Consegna:
Indica se ciascuna affermazione concorda con l'articolo sui Baschenis. Rispondi sì o no e riporta alla lettera le parole del testo che decidono. (a) Il Giudizio Universale di Cristoforo Baschenis il Vecchio si trova nel Santuario della Santissima Trinità. (b) La famiglia Baschenis lavorò come frescante per tre secoli. (c) Evaristo Baschenis dipinse su tela.

Estratto del documento:

«I Baschenis traino per il turismo culturale nelle valli»
Il docufilm sugli artisti: un viaggio tra i tesori nascosti, da Casnigo a Lallio
L’arcangelo Michele pesa le anime, il diavolo di soppiatto appoggia il gomito sul piatto della bilancia, il serpente inghiotte i dannati, tra cui papi, vescovi e (elemento rivoluzionario per l’epoca) perfino lo stesso arciprete di Casnigo, mentre i buoni si incamminano verso il paradiso.
Bisogna inerpicarsi fino al Ronco Trinità, 700 metri sopra Casnigo, ai piedi del Monte Farno per scoprire qualcosa che non ci si aspetterebbe di trovare; un Giudizio Universale in salsa pittorica bergamasca opera di Cristoforo Baschenis il Vecchio, incastonato nel grande arco che dà accesso all’abside del Santuario della Santissima Trinità. Un capolavoro che qualcuno ha definito, per l’imponenza e le decine di figure rappresentate, la «Sistina bergamasca». In un aggettivo, altrettanto significativo, un’opera poco conosciuta, esattamente come la straordinaria saga della famiglia Baschenis da Averara per due secoli, dal 1450 fino alla metà del 1600, attraverso i due rami dell’albero genealogico di Lanfranco e Cristoforo, «frescanti» nelle valli delle Prealpi bergamasche, in Val Brembana, in Val Seriana, poi forse in Valtellina e sicuramente a lungo nelle Valli del Trentino, tra la Val Rendena e la Val di Sole. Affrescatori di muri di chiese e di eleganti palazzi, ad eccezione dell’ultimo, il più noto di tutti, quell’Evaristo, che «si diede alla pittura su tela, venendo meno alla tradizione famigliare».

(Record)
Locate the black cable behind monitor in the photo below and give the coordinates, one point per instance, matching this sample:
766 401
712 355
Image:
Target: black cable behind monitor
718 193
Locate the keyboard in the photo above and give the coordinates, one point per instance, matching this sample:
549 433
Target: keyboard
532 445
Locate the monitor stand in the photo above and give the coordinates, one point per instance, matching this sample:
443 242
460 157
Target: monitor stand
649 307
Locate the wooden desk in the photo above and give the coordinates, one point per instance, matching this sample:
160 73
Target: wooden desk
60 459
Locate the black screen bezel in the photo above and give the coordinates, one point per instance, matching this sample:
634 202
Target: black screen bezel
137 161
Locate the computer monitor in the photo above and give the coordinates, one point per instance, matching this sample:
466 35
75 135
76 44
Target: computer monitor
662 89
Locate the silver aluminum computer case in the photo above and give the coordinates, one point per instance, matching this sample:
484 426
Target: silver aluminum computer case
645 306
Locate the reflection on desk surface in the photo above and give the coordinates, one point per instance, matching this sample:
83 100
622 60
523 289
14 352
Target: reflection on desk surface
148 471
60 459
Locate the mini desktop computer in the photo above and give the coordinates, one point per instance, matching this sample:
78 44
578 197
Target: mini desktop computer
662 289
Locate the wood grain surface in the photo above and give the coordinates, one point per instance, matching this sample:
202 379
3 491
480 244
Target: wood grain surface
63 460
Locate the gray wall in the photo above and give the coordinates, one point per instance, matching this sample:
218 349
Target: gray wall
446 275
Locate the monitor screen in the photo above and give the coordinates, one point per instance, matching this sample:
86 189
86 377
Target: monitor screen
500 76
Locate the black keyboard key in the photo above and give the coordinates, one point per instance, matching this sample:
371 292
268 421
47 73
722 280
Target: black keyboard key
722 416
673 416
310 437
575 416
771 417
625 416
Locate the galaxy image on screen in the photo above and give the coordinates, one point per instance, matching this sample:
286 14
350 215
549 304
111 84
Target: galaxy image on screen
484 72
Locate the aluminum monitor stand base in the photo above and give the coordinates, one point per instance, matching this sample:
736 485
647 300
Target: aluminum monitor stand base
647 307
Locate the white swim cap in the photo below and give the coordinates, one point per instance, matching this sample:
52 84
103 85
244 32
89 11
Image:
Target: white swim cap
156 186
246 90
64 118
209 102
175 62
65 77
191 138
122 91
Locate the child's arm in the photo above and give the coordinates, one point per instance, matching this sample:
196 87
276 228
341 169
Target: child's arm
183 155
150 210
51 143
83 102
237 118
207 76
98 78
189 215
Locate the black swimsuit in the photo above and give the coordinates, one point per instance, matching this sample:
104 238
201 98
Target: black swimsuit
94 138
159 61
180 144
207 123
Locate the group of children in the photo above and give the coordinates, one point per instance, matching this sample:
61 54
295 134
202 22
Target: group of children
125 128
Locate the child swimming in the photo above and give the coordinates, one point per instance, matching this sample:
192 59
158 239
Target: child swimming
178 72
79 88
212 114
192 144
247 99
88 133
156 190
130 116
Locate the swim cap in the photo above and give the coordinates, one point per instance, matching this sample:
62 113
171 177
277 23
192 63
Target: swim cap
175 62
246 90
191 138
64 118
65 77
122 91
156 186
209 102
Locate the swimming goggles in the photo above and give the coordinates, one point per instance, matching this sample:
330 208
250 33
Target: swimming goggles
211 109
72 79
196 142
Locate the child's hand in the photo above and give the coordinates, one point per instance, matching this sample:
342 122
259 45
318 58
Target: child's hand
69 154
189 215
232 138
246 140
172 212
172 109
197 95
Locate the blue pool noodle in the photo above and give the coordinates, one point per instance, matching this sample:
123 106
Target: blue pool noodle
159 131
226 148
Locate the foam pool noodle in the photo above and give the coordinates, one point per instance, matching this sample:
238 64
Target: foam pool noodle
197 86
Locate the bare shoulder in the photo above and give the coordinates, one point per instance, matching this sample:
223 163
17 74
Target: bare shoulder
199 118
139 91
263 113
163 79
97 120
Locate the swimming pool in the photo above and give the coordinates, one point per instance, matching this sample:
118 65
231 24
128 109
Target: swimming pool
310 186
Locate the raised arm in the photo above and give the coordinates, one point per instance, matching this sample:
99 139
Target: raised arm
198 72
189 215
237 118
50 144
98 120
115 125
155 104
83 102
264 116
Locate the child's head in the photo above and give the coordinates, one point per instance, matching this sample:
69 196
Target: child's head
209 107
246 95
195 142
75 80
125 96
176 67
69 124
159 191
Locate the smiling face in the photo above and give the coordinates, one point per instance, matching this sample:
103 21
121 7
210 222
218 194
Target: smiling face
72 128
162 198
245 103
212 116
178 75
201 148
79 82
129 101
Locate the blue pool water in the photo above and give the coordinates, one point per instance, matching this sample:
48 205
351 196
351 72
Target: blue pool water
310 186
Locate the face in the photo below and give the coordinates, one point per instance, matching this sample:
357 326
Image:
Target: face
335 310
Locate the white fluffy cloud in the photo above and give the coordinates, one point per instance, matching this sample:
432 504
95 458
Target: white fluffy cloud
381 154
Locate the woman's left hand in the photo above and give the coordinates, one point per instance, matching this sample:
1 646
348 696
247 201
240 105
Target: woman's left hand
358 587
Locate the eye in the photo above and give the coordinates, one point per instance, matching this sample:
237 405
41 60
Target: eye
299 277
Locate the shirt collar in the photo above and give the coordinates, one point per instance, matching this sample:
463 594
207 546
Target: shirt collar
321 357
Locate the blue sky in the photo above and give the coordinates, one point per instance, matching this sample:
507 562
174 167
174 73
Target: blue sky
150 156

Risposta:
(a) Sì: «incastonato nel grande arco che dà accesso all’abside del Santuario della Santissima Trinità».
(b) No: «per due secoli, dal 1450 fino alla metà del 1600».
(c) Sì: «si diede alla pittura su tela».